STATED TASK | Please rewrite the stretch from "So i finally" through "looking at things." in the post about a 1978 911SC, putting "shifter" in place of each "stick".

EXTRACT TO READ |

So i finally found a 1978 911SC in my price range and bought it this weekend. It has only 2 minor issues. The stick has a lot of wobble in it, the previous owner had the tranmition rebuilt and it works great. Except the stick does not like to go to 2nd. After some research on these forums I think it is the shift linage bushings. Im going to replace them. Which leads my to my first question, there are some great tutorials here on how to do it, does any one have one with pictures? And or does any one have one that uses drivers side and passengers side as apposed to right and left? I can never figure out which way they are looking at things.

I am also going to put on the short shift kit. I have decided to go with the factory kit, as i have heard that the other kits can put improper wear on the trans. My question is can i use that along with the spring balance mount that keeps the stick centered in 3rd and 4th, and has spring feed back on 1st and 2nd, and can i get that mount with out the stick in it/does it even come with a stick or is it just the mount?

SUPPLIED INFORMATION |
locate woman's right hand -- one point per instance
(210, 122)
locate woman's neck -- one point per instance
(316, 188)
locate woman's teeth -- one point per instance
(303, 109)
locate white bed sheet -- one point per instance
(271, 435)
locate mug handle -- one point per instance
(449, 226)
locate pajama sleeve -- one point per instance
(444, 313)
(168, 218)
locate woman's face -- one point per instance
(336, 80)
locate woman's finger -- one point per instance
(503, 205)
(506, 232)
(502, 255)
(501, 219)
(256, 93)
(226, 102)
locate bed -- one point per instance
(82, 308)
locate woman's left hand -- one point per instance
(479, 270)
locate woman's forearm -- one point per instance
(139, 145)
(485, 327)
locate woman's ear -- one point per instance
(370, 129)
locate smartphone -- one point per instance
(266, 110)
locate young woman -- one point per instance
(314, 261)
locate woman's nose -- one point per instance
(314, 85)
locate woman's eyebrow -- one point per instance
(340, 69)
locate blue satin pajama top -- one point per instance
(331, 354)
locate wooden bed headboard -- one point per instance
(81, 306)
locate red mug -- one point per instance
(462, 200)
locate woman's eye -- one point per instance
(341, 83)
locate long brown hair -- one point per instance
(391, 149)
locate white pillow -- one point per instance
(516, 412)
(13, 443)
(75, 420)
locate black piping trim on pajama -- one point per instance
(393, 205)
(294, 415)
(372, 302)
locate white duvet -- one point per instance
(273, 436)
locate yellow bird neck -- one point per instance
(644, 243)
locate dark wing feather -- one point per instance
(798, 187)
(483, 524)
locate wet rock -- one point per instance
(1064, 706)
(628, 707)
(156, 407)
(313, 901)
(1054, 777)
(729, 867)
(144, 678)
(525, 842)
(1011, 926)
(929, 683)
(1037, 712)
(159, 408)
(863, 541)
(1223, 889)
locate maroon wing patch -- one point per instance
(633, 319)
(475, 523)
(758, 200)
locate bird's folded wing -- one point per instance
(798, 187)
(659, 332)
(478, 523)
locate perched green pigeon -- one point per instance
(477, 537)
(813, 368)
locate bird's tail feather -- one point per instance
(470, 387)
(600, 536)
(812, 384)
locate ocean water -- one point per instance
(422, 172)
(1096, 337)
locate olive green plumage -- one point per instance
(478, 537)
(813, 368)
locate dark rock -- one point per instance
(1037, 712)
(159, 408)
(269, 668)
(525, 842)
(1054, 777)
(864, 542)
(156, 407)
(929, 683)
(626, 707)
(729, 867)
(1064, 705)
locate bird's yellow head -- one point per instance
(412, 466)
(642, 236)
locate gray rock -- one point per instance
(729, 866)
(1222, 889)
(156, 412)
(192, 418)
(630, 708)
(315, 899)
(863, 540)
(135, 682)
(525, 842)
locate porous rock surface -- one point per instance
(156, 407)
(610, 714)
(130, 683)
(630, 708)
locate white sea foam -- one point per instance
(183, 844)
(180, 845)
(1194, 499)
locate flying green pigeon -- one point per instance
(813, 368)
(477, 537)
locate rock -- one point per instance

RESULT OF THE EXERCISE |
So i finally found a 1978 911SC in my price range and bought it this weekend. It has only 2 minor issues. The shifter has a lot of wobble in it, the previous owner had the tranmition rebuilt and it works great. Except the shifter does not like to go to 2nd. After some research on these forums I think it is the shift linage bushings. Im going to replace them. Which leads my to my first question, there are some great tutorials here on how to do it, does any one have one with pictures? And or does any one have one that uses drivers side and passengers side as apposed to right and left? I can never figure out which way they are looking at things.